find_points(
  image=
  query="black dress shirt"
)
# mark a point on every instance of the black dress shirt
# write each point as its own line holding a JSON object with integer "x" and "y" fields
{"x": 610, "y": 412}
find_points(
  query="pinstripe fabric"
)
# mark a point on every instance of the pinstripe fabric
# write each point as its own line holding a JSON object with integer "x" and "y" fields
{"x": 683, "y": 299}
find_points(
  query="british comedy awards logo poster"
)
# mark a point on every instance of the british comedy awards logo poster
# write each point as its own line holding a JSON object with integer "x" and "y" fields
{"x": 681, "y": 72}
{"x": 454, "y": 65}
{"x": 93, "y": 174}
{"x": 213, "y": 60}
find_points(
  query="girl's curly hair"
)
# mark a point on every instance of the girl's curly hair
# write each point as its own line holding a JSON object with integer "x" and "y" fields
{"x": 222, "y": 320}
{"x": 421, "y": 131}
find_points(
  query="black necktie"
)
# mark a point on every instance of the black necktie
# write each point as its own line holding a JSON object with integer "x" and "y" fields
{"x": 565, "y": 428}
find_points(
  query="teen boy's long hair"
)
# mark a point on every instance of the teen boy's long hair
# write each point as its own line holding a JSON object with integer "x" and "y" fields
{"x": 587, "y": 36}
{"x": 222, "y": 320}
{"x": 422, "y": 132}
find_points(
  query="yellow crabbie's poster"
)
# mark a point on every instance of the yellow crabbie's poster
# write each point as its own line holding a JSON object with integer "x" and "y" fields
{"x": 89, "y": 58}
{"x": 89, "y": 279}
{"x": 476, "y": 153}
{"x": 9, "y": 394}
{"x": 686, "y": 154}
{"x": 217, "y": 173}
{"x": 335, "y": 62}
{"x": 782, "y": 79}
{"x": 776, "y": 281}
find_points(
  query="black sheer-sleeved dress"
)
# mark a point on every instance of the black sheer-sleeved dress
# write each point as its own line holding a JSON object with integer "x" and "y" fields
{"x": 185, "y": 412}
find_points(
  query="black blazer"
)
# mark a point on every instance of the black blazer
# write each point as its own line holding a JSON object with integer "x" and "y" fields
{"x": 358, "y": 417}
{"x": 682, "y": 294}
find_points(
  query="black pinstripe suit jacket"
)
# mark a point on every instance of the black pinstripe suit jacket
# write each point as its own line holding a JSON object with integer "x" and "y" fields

-- -- --

**TASK DIRECTIONS:** Restate word for word only the lines running from the beginning of the data to the line holding "# mark a point on every instance of the pinstripe", both included.

**ANSWER BOX:**
find_points(
  image=
  query="black dress shirt"
)
# mark a point on every instance of the black dress shirt
# write each point as its own line holding a JSON object with integer "x" and "y" fields
{"x": 610, "y": 412}
find_points(
  query="pinstripe fabric"
)
# mark a point on every instance of the pinstripe fabric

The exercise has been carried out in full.